▸ Material for this exercise:
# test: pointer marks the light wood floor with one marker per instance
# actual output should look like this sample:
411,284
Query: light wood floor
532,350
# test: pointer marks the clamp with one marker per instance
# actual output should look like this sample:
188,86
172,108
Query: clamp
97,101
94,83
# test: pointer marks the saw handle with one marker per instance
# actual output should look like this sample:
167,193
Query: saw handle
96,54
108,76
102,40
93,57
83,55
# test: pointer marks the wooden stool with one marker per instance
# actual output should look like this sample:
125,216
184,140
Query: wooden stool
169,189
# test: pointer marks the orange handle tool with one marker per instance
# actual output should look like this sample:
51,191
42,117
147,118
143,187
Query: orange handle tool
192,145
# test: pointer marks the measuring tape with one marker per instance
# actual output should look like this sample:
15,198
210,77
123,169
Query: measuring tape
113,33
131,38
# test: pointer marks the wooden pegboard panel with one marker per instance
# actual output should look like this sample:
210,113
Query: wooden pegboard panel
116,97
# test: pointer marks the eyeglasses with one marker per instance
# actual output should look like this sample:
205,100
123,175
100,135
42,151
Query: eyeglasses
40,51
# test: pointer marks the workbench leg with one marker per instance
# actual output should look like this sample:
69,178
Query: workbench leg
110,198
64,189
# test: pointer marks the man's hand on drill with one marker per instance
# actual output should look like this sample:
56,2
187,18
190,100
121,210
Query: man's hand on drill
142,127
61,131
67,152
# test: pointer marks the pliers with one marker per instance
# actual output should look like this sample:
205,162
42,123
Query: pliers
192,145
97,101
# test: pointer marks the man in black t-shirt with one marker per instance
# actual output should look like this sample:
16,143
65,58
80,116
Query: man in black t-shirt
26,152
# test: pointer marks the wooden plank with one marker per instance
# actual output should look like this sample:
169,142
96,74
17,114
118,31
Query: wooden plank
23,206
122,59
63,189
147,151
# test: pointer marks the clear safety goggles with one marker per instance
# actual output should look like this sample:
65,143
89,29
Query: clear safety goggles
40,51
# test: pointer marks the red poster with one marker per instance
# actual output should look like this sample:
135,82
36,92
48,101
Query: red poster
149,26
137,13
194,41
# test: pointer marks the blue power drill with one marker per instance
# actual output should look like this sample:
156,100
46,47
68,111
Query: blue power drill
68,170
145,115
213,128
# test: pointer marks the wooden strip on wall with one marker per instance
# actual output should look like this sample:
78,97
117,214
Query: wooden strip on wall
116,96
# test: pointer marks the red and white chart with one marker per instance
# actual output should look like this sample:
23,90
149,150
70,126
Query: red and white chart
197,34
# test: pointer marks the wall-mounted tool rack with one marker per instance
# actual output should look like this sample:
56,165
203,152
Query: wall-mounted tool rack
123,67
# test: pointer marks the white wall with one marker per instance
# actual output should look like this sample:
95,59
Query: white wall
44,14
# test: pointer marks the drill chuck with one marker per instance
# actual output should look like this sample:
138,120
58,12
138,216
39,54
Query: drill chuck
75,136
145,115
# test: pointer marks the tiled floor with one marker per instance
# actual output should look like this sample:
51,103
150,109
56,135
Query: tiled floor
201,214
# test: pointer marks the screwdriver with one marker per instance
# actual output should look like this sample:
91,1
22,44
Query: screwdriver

▸ Exercise prompt: Write the lines out exactly, from the one with "# test: pointer marks the white" down to the last line of the listing, and leave out all others.

▸ Solution to this exercise:
# test: pointer marks the white wall with one marker per instance
# actual output should look like this sample:
95,59
Query: white wall
44,14
# test: pointer marks the drill chuck with one marker per instance
# actual output should look like this sample:
138,120
58,12
138,216
39,54
Query: drill chuck
75,136
145,115
# test: pointer marks the tiled floor with one marker per instance
# actual output should look like this sample:
51,103
150,109
56,135
Query: tiled floor
201,214
# test: pointer marks the screwdriver with one marker per instance
# actual output should look like this sample:
91,1
22,44
Query: screwdriver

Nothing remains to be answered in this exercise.